EXCERPT
Books

2005

All of our books may be purchased online by using PayPal and clicking on the links listed below. If you prefer not to use PayPal, send us a check made out to "Palm Press" and please add $2.00 per title for shipping.

¡Workers of the Word, Unite and Fight!

Mark Nowak

¡Workers of the Word, Unite and Fight! examines current crises in the literary landscape and book culture of the United States. Nowak’s influential essay on not-for-profit literary centers in the era of corporate mergers (“Open Book, Case Closed: The Democratic Paradox of Minnesota’s New Literary Center,” originally published in Chicago Review) is republished here in conjunction with his previously unavailable essay, “Neoliberalism, Collective Action, and the American MFA Industry”—a challenge to public intellectuals, culture workers, and collectives to impede and revise the American MFA industry and its subsidiary industries through cultural adjustments. This new essay also outlines the interventions of the Union of Radical Workers and Writers <http://www.urww.org/> in its struggle to organize a Borders bookstore in Minneapolis.

Mark Nowak is author of Revenants, Shut Up Shut Down (afterword by Amiri Baraka), and co-editor (with Diane Glancy) of Visit Teepee Town: Native Writings after the Detours, all from Coffee House Press. He is the editor of the journal Xcp: Cross Cultural Poetics and founder of the Union of Radical Workers and Writers. His verse play "Capitalization" (about Reagan's firing of striking PATCO workers) won a development grant from the Stage Left Theatre in Chicago, where it premiered in 2004; another verse play about a Teamster organizer, "Francine Michalek Drives Bread", premiered at UAW Local 879 in St. Paul, Minnesota, in March 2003. Nowak's essay on gothic-industrial music and deindustrialization in America's rust belt is forthcoming in Goth: Undead Subculture (Duke University Press).

(Rows from a pointing dataset)
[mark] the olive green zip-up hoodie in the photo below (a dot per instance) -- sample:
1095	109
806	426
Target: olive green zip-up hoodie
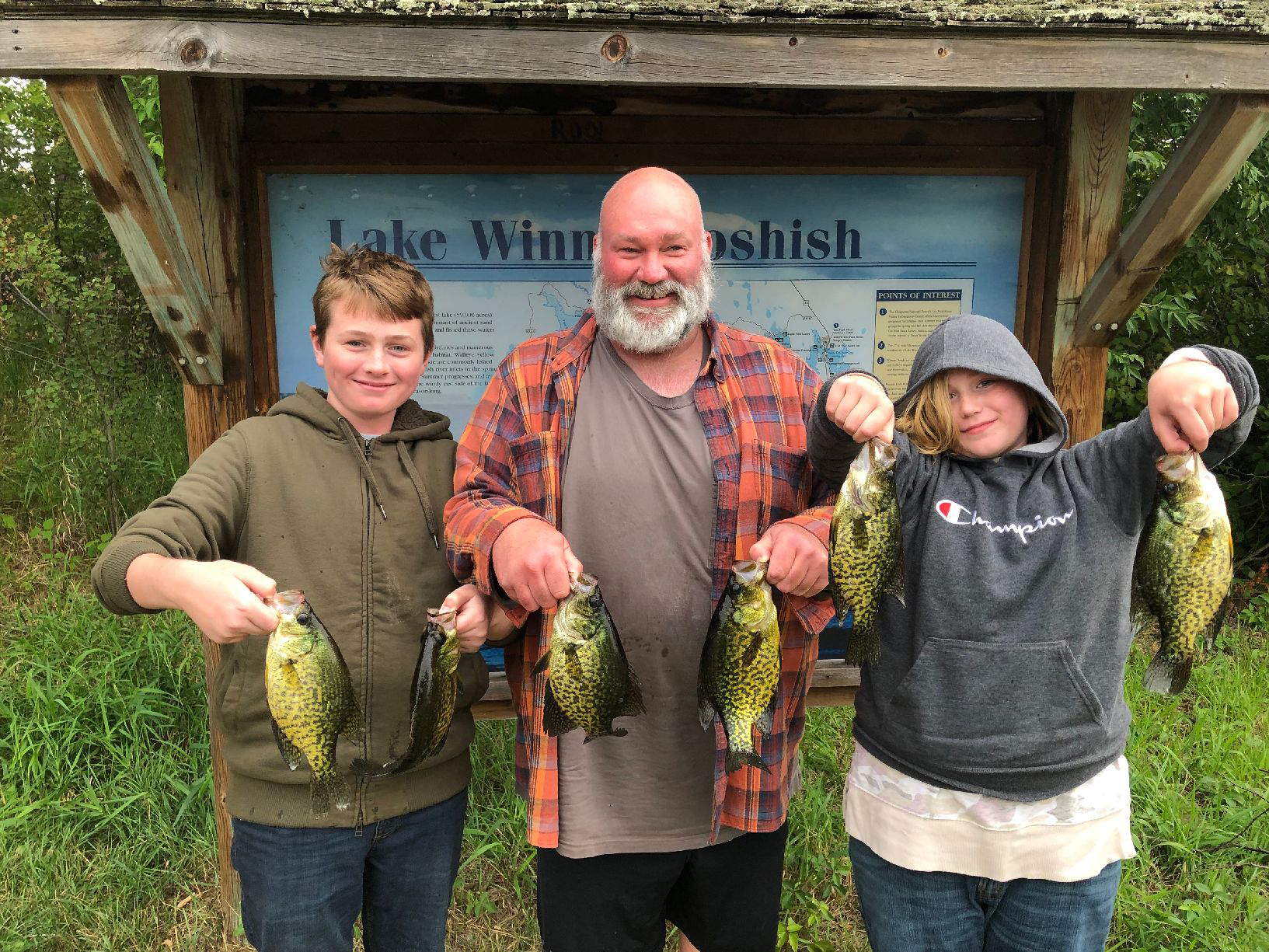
353	523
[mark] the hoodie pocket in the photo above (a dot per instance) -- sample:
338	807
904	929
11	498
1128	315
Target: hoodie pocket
971	705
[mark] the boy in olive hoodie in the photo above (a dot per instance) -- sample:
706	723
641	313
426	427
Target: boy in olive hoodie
336	494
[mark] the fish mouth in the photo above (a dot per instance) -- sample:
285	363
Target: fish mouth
749	571
585	583
444	617
1178	467
287	602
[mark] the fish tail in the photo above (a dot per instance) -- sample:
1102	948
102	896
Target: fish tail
326	789
1166	675
745	758
864	643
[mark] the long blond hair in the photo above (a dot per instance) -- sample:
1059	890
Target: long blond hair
928	422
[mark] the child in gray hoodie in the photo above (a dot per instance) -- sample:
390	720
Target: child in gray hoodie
988	799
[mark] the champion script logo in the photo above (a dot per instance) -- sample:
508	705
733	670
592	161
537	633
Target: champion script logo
957	514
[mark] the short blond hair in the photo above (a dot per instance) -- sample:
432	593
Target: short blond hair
928	422
386	284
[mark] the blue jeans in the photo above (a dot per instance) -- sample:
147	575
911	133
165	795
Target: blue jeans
302	889
906	910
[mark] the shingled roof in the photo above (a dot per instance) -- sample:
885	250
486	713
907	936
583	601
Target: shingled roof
1230	18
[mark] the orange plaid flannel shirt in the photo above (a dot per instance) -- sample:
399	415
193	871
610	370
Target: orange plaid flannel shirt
754	398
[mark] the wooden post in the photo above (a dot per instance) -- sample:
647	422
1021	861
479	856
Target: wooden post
202	120
1096	166
106	138
1225	134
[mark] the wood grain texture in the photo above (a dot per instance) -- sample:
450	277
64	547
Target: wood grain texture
106	138
1225	134
1096	166
202	120
709	56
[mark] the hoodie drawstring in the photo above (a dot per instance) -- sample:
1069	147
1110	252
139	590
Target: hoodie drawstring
358	446
421	489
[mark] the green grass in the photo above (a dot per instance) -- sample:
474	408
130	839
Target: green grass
106	821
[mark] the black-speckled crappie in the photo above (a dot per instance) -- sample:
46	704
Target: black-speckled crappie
591	682
432	699
1183	569
866	546
310	697
740	665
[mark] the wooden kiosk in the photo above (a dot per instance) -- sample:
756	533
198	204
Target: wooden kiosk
711	88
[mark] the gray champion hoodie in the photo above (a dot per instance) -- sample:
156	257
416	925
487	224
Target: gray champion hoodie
1004	671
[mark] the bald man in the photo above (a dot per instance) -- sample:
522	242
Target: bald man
650	446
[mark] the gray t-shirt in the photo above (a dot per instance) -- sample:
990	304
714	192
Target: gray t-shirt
639	511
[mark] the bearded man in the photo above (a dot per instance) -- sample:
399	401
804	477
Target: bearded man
653	446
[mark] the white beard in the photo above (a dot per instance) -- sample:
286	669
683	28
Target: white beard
625	325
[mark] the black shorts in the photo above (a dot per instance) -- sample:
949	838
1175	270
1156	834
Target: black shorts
725	898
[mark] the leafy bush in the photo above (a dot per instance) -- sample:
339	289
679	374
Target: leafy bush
1215	292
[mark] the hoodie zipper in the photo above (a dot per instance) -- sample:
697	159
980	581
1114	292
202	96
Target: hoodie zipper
362	783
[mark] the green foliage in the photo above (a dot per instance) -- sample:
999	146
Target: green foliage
90	423
1215	292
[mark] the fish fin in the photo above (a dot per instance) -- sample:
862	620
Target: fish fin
745	758
329	789
1166	677
863	645
767	719
894	584
290	751
555	720
633	705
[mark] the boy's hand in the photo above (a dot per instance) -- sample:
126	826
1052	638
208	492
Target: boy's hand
533	563
859	405
798	563
1189	400
471	622
225	599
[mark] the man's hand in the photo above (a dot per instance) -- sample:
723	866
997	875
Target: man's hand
798	563
1189	399
533	563
473	611
225	599
859	405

PROMPT 1
Gather every line of the rows that contains the string "hand", treating uppercase and lowercase letters as distinct.
PROMPT 2
Extend the book listing from the point where it ends.
The book listing and the rows were taken from unrelated sources.

EXPECTED ANSWER 1
[mark] the boy's hand in the photo above (a dot per instance) -- sample:
Target: boy's hand
[mark] the man's hand in the photo above (a dot per instance) -- sample:
Target: man's hand

EXPECTED ANSWER 2
Saddle stapled. 40 pages. $10.00 ISBN 0-9743181-5-9


(dis)Orient

James Thomas Stevens

Borrowing from the North American Jesuit Relations and the Lettres Edifiantes et Curieuses of the Jesuits in China, and woven into sensual personal narrative, this long poem  focuses on the obsession of charting.
Charting the lakes and rivers of lands on both sides of the Bering Strait, charting the borders of our own containers. Mapping as a means of showing greatness or inferiority. Do we map our borders based on what is reported or echoed back by others?

If the savages are to be believed...

...and we even traced out from their reports a map of the whole of the new country.

(dis)Orient is an exploration of borders, based partially on the ideas of psychoanalyst Wilfred Bion, partially on history, but mostly of the self experienced though the other.

"James Stevens's eloquent new poem moves from the moment of disorientation--"separation sounds, / soft as wool / pulled from a spindle"--to charting and navigating a new inner as well as outer terrain. He binds longing and discovery with a singular, astonishing
touch."

--Arthur Sze

James Thomas Stevens is the author of Tokinish (First Intensity Press) and Combing the Snakes from His Hair (Michigan State UP) and The Mutual Life, forthcoming from Cambridge. He is a member of the Akwesasne Mohawk tribe, holds an MFA from Brown University, and is a 2000 Whiting Award recipient. He has published in over thirty journals and done readings from Stirling,
Scotland to Puerto Vallarta, Mexico. He currently teaches English and Native American Studies at the State University of New York at Fredonia.

Hand-sewn. 28 pages. $10.00 ISBN 0-9743181-3-2


Birds of Los Angeles

Wendy S. Walters

Los Angeles is known to be the most photographed city in the world, and its deep connection to the movie industry means that it is frequently mistaken for someplace else.

Through gesture and image, Birds of Los Angeles is a modern, metaphysical exploration of the way Southern California’s rich cultural and environmental landscapes are misperceived.

Wendy S. Walters is Assistant Professor of English at the Rhode Island School of Design (RISD). Recent poems have been published in Seneca Review, The Yalobusha Review, Sou'wester, Spinning Jenny, Nocturnes (Re)view and Callaloo. Her work has received support from RISD, the Mary Flagler Cary Charitable Trust, the Smithsonian Institution, the Ford Foundation and Aaron Copland Foundation, and she has participated in residencies at The MacDowell Colony, Cave Canem and Yaddo.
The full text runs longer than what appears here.